┌────────

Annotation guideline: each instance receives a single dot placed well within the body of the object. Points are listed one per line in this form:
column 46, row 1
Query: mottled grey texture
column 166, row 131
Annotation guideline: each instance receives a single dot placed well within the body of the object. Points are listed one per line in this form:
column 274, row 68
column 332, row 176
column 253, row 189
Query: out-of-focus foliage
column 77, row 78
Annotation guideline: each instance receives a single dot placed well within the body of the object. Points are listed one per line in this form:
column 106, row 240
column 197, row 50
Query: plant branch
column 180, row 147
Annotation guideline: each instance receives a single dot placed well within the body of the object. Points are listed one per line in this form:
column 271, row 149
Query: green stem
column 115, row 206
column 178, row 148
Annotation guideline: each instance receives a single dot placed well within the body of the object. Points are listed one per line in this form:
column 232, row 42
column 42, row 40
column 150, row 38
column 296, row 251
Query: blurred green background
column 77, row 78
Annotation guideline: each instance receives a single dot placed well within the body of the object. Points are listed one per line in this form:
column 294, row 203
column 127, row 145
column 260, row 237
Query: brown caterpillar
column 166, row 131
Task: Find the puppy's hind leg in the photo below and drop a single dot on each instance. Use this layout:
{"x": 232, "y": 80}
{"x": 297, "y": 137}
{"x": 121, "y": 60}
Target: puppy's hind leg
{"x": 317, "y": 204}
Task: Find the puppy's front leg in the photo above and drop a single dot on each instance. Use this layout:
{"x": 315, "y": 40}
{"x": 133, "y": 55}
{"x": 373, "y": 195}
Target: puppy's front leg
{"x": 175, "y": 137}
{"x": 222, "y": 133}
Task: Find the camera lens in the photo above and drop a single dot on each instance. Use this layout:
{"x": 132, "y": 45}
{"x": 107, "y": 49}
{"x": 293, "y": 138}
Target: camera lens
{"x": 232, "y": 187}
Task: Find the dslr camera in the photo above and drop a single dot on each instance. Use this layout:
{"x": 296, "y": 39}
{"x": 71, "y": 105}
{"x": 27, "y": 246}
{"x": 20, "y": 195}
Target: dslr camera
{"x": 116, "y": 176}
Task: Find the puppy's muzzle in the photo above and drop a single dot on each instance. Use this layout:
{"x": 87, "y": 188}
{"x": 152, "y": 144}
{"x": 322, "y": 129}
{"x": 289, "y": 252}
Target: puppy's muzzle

└────────

What is needed is the number of lines in these entries that include the word "drop"; please give it alone.

• Problem solution
5